▶ [Selection]
►
Closed lizgehret closed 1 year ago
@nbokulich, do you want to review this one too, or should we merge when it's ready?
hey thanks for pinging. I am traveling this week and next so do not think I can review this in time for the next release! So please move ahead without me. Thanks!
I think it makes sense to provide group_column when _load_metadata is called in pairwise_differences as well (line 47). It looks like the filtering is handled elsewhere there (since that action worked for me) but this issue stemmed from inconsistent metadata handling between the two functions, so loading the metadata in the same way seems like it might avoid future issues with that. Just let me know if I'm missing a reason why we shouldn't do that though.
Thanks for bringing that up @gregcaporaso - this actually brings up an issue that I need to investigate a bit further, which is why pairwise-distances
was failing while pairwise-differences
wasn't (with the data you provided in the example above). They both call the same validation helper method _validate_input_values()
which is where pairwise-distances
fails. They should both exhibit the same behavior - but I'm probably missing something that is the source of this discrepancy. In any case, I'm going to investigate that further and will circle back once that's sorted out!
Okay circling back on this @gregcaporaso - I examined both methods in detail, and it looks like you were only missing that error message in pairwise-differences
because you were including multiple files as --m-metadata-file
arguments, which calls the merge_metadata
method, taking only the intersection between the two files (thus removing the IDs without any associated data). So this parameter in _load_metadata()
will be fine to add to both methods!
I'll work on writing up a few unit tests that validate behavior, and then we should be all set here. 🙂
Alright so I've added a single unit test that tests the _load_metadata()
helper function in isolation - this covers functionality for both pairwise_differences
and pairwise_distances
methods. We should be all set here, but let me know if there's anything else I've missed!
So final comment/additions to this PR for posterity - @gregcaporaso and I met this morning and discussed adding two additional unit tests that run pairwise-distances
and pairwise-differences
with metadata that contains nans in the group column that will fail if group_column
is ever removed from _load_metadata()
. Pending passing CI, we should be all set here!
Addresses #172
◄
▶ [Work to be completed]
For each statement below, decide whether it agrees with the pull request thread above. Answer yes or no, and quote the words from the thread that settle it.
1. The person pinged for review expected to review the change before the next release.
2. The error message was missing in pairwise-differences because several files were passed as metadata arguments.
3. The single unit test that was added checks the _load_metadata() helper on its own.

▶ [Source data]
►
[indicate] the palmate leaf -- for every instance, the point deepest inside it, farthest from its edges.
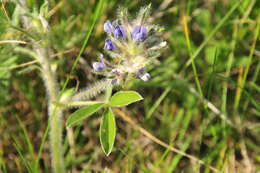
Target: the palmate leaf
◄
▶ [Answer to the exercise]
1. No: "do not think I can review this in time for the next release!"
2. Yes: "because you were including multiple files as --m-metadata-file"
3. Yes: "helper function in isolation"